Exercise requirements >> Take the data that follows and retype it word for word.

Record set >>
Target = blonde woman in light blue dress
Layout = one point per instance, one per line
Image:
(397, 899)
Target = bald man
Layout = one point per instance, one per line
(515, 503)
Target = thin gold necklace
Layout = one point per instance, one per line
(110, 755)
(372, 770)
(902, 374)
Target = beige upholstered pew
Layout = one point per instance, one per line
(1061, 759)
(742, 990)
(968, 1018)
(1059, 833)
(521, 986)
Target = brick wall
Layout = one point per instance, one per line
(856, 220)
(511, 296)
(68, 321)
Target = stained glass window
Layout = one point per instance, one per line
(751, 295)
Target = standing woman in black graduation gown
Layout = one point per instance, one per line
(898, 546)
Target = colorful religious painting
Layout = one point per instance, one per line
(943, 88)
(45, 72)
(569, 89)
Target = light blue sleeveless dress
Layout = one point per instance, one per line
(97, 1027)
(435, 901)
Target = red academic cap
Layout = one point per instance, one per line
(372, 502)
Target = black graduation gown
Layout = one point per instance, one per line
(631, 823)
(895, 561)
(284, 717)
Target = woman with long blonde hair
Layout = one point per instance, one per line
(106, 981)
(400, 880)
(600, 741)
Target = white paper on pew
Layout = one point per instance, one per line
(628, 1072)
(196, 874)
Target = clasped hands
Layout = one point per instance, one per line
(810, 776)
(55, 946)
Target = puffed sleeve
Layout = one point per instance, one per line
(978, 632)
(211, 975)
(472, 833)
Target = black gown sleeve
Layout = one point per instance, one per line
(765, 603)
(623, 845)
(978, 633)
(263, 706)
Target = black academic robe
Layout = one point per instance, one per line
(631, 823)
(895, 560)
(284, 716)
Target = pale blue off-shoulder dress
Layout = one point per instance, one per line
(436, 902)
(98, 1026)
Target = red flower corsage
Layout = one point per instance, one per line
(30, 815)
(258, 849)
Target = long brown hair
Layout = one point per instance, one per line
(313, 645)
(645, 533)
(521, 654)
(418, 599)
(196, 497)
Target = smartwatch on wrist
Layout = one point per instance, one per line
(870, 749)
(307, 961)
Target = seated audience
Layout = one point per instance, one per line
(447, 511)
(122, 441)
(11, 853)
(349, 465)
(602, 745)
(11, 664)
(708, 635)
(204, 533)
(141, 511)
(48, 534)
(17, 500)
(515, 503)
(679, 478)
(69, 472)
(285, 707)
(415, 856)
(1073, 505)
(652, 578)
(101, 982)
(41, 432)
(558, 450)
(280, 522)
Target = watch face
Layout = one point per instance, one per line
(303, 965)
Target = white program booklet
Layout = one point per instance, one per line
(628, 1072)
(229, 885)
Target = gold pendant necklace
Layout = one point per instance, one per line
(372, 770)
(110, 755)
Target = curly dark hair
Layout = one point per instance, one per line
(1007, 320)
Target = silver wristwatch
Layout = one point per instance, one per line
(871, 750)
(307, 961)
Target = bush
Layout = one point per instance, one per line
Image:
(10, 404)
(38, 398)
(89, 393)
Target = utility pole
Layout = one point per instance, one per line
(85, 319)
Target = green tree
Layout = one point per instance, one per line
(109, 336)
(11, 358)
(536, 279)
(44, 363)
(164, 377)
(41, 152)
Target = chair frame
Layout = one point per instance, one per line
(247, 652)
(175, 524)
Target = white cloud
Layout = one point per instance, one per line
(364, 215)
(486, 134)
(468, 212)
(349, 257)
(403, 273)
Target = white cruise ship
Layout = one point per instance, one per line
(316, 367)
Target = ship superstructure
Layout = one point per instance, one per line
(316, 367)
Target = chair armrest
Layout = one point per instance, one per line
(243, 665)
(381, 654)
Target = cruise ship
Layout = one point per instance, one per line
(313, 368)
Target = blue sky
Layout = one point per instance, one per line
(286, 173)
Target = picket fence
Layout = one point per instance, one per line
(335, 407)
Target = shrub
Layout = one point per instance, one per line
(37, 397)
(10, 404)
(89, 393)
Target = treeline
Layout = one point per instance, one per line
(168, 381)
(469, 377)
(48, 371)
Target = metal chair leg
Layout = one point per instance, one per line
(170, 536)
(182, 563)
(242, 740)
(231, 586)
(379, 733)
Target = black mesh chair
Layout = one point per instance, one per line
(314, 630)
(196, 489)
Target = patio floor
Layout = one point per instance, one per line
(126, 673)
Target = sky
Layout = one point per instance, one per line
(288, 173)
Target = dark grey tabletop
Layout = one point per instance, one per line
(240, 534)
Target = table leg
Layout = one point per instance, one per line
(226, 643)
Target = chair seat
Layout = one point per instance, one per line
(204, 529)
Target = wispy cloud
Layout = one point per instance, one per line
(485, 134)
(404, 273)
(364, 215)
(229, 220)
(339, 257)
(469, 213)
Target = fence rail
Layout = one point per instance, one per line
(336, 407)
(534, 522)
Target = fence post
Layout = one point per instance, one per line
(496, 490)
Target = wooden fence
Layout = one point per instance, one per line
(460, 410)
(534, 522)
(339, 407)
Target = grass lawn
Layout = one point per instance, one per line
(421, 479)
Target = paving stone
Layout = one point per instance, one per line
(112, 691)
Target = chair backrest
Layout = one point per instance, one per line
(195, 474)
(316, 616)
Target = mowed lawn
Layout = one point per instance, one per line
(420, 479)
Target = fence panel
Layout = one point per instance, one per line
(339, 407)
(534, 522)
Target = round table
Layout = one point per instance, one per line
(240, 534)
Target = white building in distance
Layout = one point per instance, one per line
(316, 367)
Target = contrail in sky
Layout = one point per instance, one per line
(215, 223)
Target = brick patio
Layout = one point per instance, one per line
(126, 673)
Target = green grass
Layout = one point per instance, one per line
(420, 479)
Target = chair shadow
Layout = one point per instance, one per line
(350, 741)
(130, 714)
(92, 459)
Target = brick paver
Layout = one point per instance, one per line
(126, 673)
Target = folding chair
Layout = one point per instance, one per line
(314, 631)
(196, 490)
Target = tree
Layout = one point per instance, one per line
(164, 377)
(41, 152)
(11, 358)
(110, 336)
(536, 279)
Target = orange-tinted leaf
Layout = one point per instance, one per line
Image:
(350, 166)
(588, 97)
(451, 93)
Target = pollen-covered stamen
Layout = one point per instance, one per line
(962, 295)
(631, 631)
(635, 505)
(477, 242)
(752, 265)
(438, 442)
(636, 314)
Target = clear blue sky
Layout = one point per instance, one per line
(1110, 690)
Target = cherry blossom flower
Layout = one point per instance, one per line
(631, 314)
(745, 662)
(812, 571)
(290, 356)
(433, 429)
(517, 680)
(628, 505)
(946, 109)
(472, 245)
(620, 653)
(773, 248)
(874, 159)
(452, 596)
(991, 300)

Answer for this exercise >>
Target = blonde woman in light blue dress
Layout = one point per instance, one per line
Image:
(397, 899)
Target = bald man
Layout = one point per instance, one per line
(515, 503)
Target = thin gold necklace
Layout = one point per instance, one per line
(110, 755)
(372, 770)
(902, 374)
Target = beige upholstered pew
Layout = one point per instance, one per line
(1061, 759)
(742, 990)
(968, 1018)
(1059, 833)
(521, 986)
Target = brick wall
Layout = one point per instance, one per line
(856, 220)
(511, 296)
(68, 321)
Target = stained glass window
Layout = one point per instance, one per line
(751, 295)
Target = standing woman in black graduation gown
Layout = one point per instance, one per line
(898, 546)
Target = colorful religious painting
Layout = one point per instance, one per line
(943, 88)
(45, 72)
(569, 89)
Target = light blue sleeveless dress
Layout = one point per instance, one per line
(97, 1027)
(435, 901)
Target = red academic cap
Layout = one point per instance, one per line
(372, 502)
Target = black graduation gown
Layout = one point per instance, one per line
(631, 823)
(895, 561)
(284, 717)
Target = woman with long blonde hair
Layout = one point per instance, one per line
(106, 981)
(400, 880)
(600, 741)
Target = white paper on pew
Layout = one point per instance, one per line
(628, 1072)
(196, 874)
Target = clasped hands
Layout = one point per instance, one per line
(810, 776)
(55, 946)
Target = puffed sleeve
Layout = one point per instance, one per line
(978, 632)
(211, 975)
(472, 833)
Target = black gown sleeve
Layout = one point per instance, one per line
(765, 603)
(623, 845)
(978, 633)
(263, 706)
Target = black academic robe
Layout = one point per instance, one per line
(631, 823)
(895, 560)
(284, 716)
Target = pale blue off-shoulder dress
Layout = one point per instance, one per line
(436, 902)
(98, 1026)
Target = red flower corsage
Layout = one point per instance, one per line
(30, 815)
(258, 849)
Target = long brown hair
Layout = one point per instance, one per line
(313, 645)
(645, 533)
(521, 654)
(418, 599)
(196, 497)
Target = smartwatch on wrist
Layout = one point per instance, one per line
(870, 749)
(307, 961)
Target = seated audience
Layout = one point per instance, one per line
(447, 511)
(122, 441)
(11, 853)
(349, 465)
(602, 745)
(11, 664)
(708, 635)
(204, 533)
(141, 511)
(48, 534)
(17, 500)
(515, 503)
(679, 478)
(69, 472)
(285, 707)
(415, 856)
(1073, 505)
(652, 578)
(101, 982)
(41, 432)
(558, 450)
(280, 522)
Target = watch face
Layout = one point per instance, one per line
(303, 965)
Target = white program booklet
Layout = one point per instance, one per line
(628, 1072)
(229, 885)
Target = gold pendant necklace
Layout = one point per instance, one per line
(372, 770)
(110, 755)
Target = curly dark hair
Layout = one point per instance, one per line
(1007, 320)
Target = silver wristwatch
Layout = one point per instance, one per line
(871, 750)
(307, 961)
Target = bush
Layout = one point per instance, one per line
Image:
(10, 404)
(38, 398)
(89, 393)
Target = utility pole
Layout = one point per instance, one per line
(85, 319)
Target = green tree
Layout = one point per instance, one per line
(109, 336)
(11, 358)
(536, 279)
(44, 363)
(164, 377)
(41, 152)
Target = chair frame
Layout = one point per instance, one per line
(247, 652)
(175, 524)
Target = white cloud
Layout = one point per instance, one per line
(364, 215)
(486, 134)
(468, 212)
(349, 257)
(403, 273)
Target = white cruise ship
Layout = one point per instance, one per line
(316, 367)
Target = ship superstructure
Layout = one point per instance, one per line
(316, 367)
Target = chair armrest
Layout = one point per instance, one per line
(243, 665)
(381, 654)
Target = cruise ship
Layout = one point per instance, one per line
(313, 368)
Target = blue sky
Layout = one point per instance, one per line
(286, 173)
Target = picket fence
Layout = one point per instance, one per line
(335, 407)
Target = shrub
Layout = one point per instance, one per line
(37, 397)
(10, 404)
(89, 393)
Target = treeline
Layout = one point per instance, one per line
(168, 381)
(469, 377)
(48, 371)
Target = metal chair leg
Layout = one point per instance, one per line
(170, 536)
(182, 563)
(242, 740)
(231, 586)
(379, 733)
Target = black mesh chair
Layout = one point per instance, one per line
(314, 630)
(196, 489)
Target = patio floor
Layout = one point per instance, one per line
(126, 673)
Target = sky
Layout = one point per instance, one per line
(288, 173)
Target = dark grey tabletop
Layout = one point per instance, one per line
(240, 534)
Target = table leg
Layout = one point per instance, one per line
(226, 643)
Target = chair seat
Layout = one point per instance, one per line
(204, 529)
Target = wispy cloud
Layout = one point per instance, one per line
(485, 134)
(404, 273)
(364, 215)
(229, 220)
(339, 257)
(469, 213)
Target = fence rail
Layout = one point per instance, one per line
(336, 407)
(534, 522)
Target = fence post
Layout = one point per instance, one per line
(496, 490)
Target = wooden fence
Layout = one point per instance, one per line
(460, 410)
(534, 522)
(339, 407)
Target = grass lawn
Layout = one point per instance, one per line
(421, 479)
Target = paving stone
Layout = one point per instance, one per line
(112, 691)
Target = chair backrest
Layout = one point per instance, one per line
(195, 474)
(316, 616)
Target = mowed lawn
Layout = one point per instance, one per line
(420, 479)
Target = fence panel
Layout = one point per instance, one per line
(339, 407)
(534, 522)
Target = round table
Layout = one point per instance, one per line
(240, 534)
Target = white building in distance
Layout = one point per instance, one per line
(316, 367)
Target = contrail in sky
Layout = one point per instance, one per line
(215, 223)
Target = brick patio
Layout = one point per instance, one per line
(126, 673)
Target = green grass
Layout = one point per instance, one per line
(420, 479)
Target = chair shadow
Layout = one point per instance, one per line
(350, 741)
(130, 714)
(92, 459)
Target = brick paver
Layout = one point per instance, one per line
(126, 673)
Target = folding chair
Layout = one point per instance, one per line
(314, 631)
(196, 490)
Target = tree
Layout = one point per instance, one per line
(164, 377)
(41, 152)
(11, 358)
(110, 336)
(536, 279)
Target = orange-tinted leaf
Layout = one point per instance, one per line
Image:
(350, 166)
(588, 97)
(451, 93)
Target = pollen-covered stamen
Layout = one point per instance, one per line
(962, 295)
(631, 631)
(635, 505)
(477, 242)
(752, 265)
(438, 442)
(636, 314)
Target = clear blue sky
Layout = one point per instance, one per line
(1110, 690)
Target = cherry blossom flower
Layout = one point per instance, one per line
(631, 314)
(745, 662)
(812, 571)
(290, 356)
(433, 429)
(517, 680)
(628, 505)
(946, 109)
(472, 245)
(620, 653)
(773, 248)
(874, 159)
(452, 596)
(991, 300)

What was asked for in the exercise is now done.